* [Work instructions]: Everything from the line containing "Locate the wooden barrel" through the final line of the records must be transcribed verbatim; nothing else belongs in the result.

* [Input data]:
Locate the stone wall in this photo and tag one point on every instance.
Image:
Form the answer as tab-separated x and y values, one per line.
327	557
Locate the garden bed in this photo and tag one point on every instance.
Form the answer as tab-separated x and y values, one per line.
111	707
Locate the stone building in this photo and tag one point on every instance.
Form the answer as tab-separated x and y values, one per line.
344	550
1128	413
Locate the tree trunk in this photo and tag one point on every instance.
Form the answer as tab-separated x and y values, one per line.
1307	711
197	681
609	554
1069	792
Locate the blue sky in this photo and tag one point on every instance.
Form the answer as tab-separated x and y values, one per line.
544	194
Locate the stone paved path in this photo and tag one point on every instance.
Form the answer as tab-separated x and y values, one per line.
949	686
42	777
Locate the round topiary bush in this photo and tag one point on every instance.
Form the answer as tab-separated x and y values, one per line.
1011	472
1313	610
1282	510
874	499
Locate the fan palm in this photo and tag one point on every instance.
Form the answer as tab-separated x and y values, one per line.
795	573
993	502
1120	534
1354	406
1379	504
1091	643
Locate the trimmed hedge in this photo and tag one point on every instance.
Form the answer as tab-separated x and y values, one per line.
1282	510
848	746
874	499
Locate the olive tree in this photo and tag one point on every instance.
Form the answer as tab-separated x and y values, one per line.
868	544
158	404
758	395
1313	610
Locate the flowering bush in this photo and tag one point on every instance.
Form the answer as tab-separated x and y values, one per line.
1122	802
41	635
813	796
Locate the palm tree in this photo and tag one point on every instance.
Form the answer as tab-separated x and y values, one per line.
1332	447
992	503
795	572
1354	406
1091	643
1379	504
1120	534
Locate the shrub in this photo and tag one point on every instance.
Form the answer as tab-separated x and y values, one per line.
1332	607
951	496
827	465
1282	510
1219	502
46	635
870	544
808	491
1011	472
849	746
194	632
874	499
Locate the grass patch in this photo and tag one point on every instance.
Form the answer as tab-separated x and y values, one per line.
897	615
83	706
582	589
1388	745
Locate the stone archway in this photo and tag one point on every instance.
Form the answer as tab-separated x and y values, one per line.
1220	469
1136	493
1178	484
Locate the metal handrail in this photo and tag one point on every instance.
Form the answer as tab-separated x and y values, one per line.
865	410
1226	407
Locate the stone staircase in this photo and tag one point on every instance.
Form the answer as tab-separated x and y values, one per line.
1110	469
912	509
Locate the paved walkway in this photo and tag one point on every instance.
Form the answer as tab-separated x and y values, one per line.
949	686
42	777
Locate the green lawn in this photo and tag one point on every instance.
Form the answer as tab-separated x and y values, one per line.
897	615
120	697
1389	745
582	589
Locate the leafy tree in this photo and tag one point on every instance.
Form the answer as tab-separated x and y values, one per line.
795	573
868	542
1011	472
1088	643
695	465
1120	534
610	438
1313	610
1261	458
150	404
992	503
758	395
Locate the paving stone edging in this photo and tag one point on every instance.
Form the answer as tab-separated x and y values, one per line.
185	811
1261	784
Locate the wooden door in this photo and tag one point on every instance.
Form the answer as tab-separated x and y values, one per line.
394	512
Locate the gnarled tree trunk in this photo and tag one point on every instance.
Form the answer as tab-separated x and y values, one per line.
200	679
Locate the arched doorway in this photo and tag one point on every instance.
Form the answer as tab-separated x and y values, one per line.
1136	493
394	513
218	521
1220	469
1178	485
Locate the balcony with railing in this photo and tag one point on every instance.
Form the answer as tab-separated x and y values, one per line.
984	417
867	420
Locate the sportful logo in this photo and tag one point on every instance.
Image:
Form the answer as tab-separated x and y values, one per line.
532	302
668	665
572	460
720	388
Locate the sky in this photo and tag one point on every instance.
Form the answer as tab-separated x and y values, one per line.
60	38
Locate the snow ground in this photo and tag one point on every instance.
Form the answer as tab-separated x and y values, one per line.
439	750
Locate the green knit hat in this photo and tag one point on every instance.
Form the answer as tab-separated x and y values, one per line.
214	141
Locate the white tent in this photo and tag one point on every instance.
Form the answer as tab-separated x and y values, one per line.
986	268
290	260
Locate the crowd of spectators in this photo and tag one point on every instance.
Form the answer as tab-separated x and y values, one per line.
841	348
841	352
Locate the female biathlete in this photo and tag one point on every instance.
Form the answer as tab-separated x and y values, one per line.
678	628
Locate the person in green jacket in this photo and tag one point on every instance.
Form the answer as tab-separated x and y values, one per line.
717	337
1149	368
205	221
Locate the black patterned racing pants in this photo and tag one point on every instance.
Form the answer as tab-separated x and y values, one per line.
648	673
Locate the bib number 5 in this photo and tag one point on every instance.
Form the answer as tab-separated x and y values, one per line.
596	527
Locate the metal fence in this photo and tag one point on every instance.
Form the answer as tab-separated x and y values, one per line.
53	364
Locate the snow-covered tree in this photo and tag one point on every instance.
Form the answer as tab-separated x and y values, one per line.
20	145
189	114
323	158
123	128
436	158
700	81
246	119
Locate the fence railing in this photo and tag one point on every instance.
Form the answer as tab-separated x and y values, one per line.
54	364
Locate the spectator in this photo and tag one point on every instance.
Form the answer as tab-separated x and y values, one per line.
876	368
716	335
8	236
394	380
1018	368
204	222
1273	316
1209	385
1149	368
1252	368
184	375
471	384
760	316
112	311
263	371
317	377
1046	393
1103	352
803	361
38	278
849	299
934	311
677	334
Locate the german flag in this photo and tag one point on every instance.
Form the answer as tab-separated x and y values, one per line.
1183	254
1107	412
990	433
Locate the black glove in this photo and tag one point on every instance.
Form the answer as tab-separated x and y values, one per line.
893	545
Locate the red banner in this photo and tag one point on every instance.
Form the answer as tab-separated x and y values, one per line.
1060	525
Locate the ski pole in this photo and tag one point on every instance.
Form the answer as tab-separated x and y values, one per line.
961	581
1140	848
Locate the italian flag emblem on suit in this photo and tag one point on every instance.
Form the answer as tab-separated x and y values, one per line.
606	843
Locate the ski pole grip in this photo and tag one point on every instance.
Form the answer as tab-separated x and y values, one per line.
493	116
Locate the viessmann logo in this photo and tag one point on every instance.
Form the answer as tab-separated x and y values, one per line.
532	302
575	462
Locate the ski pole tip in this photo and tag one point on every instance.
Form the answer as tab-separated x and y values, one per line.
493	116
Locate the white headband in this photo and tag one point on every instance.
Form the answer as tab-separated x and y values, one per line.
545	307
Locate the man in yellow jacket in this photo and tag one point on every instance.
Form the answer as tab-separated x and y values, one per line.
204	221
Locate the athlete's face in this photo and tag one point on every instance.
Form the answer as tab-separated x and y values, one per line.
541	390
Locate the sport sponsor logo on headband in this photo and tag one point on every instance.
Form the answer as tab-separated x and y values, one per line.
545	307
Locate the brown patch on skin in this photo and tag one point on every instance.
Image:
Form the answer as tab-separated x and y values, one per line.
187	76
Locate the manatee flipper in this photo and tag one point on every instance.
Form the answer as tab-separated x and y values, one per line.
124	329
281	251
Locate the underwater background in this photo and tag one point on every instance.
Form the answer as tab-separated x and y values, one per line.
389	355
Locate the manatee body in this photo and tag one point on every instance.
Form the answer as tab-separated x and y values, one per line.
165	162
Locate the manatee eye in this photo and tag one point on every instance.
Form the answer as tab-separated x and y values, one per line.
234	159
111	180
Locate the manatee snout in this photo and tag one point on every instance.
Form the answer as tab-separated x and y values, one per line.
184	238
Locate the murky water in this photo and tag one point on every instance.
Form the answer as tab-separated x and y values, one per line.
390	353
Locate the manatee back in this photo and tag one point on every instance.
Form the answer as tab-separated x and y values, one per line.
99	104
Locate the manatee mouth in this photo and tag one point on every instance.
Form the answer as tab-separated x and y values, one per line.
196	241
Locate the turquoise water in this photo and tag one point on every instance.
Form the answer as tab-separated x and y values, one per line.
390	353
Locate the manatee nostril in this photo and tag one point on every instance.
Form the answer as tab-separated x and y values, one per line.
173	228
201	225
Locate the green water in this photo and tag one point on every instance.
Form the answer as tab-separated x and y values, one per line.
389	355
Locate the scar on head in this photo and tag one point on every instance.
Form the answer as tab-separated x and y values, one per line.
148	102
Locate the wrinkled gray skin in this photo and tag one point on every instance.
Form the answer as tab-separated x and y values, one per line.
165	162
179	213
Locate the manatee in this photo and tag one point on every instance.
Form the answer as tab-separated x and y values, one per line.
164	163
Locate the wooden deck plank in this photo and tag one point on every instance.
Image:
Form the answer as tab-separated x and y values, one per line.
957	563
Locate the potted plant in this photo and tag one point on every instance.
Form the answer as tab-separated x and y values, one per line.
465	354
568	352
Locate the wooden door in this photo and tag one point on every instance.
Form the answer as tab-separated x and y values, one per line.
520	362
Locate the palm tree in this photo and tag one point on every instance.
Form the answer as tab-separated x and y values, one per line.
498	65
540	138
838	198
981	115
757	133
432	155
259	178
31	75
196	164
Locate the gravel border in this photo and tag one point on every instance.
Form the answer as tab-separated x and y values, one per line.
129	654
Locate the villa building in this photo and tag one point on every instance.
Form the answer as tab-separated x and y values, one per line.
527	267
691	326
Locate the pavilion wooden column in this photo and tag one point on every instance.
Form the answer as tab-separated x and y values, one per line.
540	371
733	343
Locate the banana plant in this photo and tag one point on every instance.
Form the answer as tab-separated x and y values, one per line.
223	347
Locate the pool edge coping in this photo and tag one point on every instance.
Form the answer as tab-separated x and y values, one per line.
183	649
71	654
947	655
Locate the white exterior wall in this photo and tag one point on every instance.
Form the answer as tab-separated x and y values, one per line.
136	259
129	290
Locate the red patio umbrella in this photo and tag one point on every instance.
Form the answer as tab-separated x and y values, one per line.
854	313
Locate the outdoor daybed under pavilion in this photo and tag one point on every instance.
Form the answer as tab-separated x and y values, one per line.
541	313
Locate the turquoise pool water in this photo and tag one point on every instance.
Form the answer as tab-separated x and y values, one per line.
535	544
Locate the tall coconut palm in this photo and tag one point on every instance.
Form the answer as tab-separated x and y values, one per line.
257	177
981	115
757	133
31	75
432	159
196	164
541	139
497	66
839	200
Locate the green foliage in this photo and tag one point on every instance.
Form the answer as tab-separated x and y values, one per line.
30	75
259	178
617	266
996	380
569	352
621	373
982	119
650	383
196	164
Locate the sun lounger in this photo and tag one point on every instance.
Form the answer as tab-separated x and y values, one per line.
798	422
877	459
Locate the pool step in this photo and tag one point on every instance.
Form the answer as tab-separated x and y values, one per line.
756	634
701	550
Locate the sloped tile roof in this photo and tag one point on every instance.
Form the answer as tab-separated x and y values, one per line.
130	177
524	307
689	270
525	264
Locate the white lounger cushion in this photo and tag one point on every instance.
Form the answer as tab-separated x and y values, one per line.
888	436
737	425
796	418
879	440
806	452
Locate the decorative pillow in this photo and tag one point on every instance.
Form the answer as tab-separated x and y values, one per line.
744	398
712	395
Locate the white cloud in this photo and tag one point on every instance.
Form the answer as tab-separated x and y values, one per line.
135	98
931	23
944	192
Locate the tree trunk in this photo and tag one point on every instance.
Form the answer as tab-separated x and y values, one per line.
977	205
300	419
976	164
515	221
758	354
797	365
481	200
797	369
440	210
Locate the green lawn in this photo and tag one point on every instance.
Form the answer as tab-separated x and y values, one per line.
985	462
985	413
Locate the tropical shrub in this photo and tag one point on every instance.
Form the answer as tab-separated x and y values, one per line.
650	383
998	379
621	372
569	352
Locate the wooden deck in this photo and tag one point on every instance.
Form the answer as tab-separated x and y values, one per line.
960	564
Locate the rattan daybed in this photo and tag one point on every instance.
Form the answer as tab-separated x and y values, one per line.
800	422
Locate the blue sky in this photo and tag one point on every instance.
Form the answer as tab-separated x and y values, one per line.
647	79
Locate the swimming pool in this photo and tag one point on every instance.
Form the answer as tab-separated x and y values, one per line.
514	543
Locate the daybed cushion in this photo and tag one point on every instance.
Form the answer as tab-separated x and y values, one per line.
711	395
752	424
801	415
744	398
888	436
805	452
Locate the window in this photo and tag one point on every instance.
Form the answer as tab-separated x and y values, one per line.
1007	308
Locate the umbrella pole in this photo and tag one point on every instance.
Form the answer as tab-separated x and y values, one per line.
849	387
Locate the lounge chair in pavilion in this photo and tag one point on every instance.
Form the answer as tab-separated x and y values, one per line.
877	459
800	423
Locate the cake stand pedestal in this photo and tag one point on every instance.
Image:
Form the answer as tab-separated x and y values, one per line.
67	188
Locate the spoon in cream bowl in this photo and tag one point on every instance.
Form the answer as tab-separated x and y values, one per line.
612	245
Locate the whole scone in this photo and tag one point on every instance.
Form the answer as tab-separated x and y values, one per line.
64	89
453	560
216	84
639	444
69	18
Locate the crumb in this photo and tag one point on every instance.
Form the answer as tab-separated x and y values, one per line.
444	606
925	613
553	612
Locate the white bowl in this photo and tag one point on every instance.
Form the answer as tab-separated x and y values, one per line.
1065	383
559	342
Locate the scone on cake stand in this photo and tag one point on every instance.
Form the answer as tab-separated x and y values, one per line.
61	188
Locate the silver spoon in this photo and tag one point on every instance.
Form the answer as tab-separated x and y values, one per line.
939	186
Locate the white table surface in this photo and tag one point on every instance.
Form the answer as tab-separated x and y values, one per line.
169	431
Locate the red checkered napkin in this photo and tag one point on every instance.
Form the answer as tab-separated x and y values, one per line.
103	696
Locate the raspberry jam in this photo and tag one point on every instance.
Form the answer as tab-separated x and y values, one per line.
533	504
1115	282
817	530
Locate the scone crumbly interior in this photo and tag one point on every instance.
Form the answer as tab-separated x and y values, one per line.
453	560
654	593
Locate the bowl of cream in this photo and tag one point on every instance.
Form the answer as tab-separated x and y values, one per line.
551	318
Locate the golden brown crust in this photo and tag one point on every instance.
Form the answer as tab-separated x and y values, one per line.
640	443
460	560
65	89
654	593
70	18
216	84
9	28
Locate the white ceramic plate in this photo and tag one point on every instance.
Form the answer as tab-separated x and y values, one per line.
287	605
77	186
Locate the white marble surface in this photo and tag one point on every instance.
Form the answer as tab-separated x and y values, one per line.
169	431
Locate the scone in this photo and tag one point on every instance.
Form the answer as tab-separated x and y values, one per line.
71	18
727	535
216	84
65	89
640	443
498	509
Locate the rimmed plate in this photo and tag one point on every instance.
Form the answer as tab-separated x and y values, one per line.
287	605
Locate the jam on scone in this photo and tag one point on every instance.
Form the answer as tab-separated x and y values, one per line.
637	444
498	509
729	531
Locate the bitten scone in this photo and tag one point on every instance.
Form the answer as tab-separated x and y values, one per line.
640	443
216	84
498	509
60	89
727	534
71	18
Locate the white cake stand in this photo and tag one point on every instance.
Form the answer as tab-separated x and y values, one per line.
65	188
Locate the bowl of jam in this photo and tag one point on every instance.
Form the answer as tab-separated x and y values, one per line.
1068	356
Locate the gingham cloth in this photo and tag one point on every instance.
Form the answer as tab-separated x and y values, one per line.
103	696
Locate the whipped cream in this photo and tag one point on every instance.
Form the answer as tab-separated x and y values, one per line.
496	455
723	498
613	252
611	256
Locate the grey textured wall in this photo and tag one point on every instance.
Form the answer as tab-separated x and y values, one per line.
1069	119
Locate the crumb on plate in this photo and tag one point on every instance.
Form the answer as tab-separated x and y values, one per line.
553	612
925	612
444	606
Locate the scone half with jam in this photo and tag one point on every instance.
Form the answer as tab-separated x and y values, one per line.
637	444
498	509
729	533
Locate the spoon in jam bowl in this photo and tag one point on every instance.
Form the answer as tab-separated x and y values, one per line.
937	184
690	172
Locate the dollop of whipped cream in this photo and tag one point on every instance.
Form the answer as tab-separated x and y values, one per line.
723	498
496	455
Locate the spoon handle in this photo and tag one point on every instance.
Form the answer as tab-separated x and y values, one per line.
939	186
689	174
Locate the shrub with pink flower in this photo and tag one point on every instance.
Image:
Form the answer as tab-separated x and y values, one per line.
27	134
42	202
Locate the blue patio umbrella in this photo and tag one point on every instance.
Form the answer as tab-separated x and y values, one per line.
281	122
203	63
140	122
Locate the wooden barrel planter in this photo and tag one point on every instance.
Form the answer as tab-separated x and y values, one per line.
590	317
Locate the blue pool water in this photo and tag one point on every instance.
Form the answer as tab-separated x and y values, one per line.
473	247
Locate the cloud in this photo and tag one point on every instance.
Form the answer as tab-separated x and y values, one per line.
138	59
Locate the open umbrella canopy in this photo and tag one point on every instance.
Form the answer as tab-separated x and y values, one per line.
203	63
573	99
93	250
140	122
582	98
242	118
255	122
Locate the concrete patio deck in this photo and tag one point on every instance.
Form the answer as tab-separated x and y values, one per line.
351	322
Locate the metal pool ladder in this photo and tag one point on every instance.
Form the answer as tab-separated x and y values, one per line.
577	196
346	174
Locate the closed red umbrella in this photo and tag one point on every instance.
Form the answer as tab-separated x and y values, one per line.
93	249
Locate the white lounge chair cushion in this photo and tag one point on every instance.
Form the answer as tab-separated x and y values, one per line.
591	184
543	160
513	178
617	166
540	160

* [Final answer]:
Locate the wooden barrel planter in this photo and tag one point on every instance.
Form the answer as tab-separated x and y values, one per line.
590	317
Locate the blue pool water in this photo and tag one point on every instance.
Form the answer as tab-separated x and y values, one per line.
473	247
Locate the cloud in this photo and tag one point on every instance.
Form the answer as tab-separated x and y values, one per line.
138	59
Locate the open umbrella canopy in this photo and tag one point on every instance.
Form the answer as tab-separated x and y values, one per line.
203	63
573	99
93	250
140	122
582	98
242	118
255	122
Locate the concrete patio deck in this photo and tag one point on every instance.
Form the answer as tab-separated x and y values, one per line.
351	322
Locate the metal pool ladder in this photo and tag one point on every instance.
Form the answer as tab-separated x and y values, one per line.
577	196
346	174
Locate the closed red umbrella in this photo and tag one point on every instance.
Form the answer as tab-separated x and y values, one per line.
93	249
Locate the white lounge chair cushion in this photo and tag one point on every instance.
Form the answer as tab-separated x and y values, one per line.
591	184
543	160
513	178
617	166
540	160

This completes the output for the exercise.